Stated task
List every ingredient that the passage on dairy alternatives names as part of the mixture Eclipse Foods uses for its plant-based base.

Passage
============================================================

Disrupting dairy: Eclipse Food and Remilk

Aylon Steinhart previously ran an incubator for innovative plant-based foods at the Good Food Institute. Thomas Bowman is an award-winning chef and food scientist who developed many of JUST’s leading products. So it’s hardly surprising that their jointly founded company – Eclipse Foods – is being positioned as the Impossible Burger of dairy. Using a top-secret mixture of ancient corn, oats, potato, canola oil and cassava, the team has created a plant-based ingredient base that can be processed like the dairy original. Their first product – a cowlessly creamy ice cream – went down very well with reviewers and is now available to flexitarian-focused food service partners as a liquid base for soft serve machines or in frozen tubs.

Meanwhile, in Israel, Remilk is using precision fermentation to produce a product that has the same flavour, nutritional composition and functionality as milk. Until they’re awarded patent protection, the team is keeping schtum about their ingredients, but founders were apparently inspired by the traditional cheese-making process. Taking a similar approach to Eclipse, they’re focussing on creating a versatile, animal-free ingredient base that can then be used in a wide variety of applications. Their first product is a mozzarella alternative that apparently boasts the same unique taste, mouthfeel and stretchiness of the animal-based original. After closing their seed round and being accepted into the ProVeg Incubator, the team is now looking for partners to scale their operations.

So what does the future hold?

============================================================

(Items in a dataset)

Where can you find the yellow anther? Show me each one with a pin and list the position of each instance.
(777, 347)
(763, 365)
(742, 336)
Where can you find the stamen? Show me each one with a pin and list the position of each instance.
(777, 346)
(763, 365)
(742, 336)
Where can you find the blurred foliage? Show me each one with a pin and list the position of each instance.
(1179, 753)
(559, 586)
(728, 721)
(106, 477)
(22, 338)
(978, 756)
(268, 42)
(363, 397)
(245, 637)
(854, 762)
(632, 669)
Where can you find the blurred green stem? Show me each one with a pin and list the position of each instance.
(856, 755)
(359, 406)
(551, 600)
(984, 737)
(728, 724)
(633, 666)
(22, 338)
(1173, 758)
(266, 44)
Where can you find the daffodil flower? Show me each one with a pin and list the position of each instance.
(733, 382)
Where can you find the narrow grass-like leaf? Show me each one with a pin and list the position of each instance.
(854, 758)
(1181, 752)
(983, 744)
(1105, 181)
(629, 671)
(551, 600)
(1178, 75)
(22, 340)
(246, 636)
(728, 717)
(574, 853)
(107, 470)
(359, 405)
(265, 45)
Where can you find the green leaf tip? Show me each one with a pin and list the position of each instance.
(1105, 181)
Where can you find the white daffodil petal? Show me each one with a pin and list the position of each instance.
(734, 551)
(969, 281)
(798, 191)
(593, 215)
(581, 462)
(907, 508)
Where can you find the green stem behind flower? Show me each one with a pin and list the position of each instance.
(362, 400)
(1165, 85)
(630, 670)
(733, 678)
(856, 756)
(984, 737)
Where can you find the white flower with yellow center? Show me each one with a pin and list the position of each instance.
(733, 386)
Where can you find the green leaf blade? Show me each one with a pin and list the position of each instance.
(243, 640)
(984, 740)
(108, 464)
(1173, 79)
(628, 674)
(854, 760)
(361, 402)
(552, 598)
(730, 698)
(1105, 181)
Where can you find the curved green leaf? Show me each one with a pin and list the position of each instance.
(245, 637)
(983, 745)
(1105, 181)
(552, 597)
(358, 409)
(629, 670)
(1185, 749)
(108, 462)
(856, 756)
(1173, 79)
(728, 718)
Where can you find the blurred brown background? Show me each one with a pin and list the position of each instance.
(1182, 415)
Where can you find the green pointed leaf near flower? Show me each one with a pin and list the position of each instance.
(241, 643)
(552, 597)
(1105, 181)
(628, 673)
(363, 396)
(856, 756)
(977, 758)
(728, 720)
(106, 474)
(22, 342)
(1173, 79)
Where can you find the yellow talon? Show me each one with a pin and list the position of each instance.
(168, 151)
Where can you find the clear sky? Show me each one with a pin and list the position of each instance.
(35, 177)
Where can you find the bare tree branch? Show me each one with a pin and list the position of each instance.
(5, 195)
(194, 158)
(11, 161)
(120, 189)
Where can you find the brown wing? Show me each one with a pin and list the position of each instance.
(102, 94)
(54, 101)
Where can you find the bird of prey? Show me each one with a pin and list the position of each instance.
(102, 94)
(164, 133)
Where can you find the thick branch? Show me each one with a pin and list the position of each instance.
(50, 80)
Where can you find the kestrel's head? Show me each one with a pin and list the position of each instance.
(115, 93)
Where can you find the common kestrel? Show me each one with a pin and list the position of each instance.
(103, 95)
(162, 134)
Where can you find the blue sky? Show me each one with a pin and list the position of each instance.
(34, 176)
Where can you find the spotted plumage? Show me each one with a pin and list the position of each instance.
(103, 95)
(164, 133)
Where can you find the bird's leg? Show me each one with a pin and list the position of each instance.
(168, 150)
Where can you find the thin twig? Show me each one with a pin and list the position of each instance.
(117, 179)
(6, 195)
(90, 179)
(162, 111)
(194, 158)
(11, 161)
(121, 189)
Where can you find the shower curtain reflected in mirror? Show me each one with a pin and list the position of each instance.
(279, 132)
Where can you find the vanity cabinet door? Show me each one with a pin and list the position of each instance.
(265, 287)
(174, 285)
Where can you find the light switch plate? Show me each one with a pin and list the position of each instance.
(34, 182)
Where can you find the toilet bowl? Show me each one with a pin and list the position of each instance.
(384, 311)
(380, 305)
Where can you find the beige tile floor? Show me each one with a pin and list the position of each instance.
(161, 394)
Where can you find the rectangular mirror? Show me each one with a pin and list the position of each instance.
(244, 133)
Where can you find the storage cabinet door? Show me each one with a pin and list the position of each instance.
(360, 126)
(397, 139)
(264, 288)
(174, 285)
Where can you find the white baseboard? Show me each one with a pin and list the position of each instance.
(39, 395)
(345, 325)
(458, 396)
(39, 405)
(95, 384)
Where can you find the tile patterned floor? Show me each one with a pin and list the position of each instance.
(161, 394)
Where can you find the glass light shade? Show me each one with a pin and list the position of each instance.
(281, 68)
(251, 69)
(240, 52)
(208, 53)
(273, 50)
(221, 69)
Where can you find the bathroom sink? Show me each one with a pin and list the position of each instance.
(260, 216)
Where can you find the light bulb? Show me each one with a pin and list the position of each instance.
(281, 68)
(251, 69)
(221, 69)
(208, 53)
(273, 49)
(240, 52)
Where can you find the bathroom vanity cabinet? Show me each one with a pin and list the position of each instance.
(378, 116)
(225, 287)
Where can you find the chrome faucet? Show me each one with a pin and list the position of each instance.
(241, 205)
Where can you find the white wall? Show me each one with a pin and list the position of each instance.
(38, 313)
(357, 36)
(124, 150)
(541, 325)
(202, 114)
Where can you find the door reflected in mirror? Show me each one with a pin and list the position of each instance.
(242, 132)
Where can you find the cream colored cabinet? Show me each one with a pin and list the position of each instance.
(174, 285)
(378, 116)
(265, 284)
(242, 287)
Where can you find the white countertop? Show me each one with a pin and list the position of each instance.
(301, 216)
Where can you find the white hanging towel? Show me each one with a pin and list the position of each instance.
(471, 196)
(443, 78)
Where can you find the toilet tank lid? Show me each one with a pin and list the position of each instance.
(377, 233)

============================================================

Correct response
Ancient corn, oats, potato, canola oil, cassava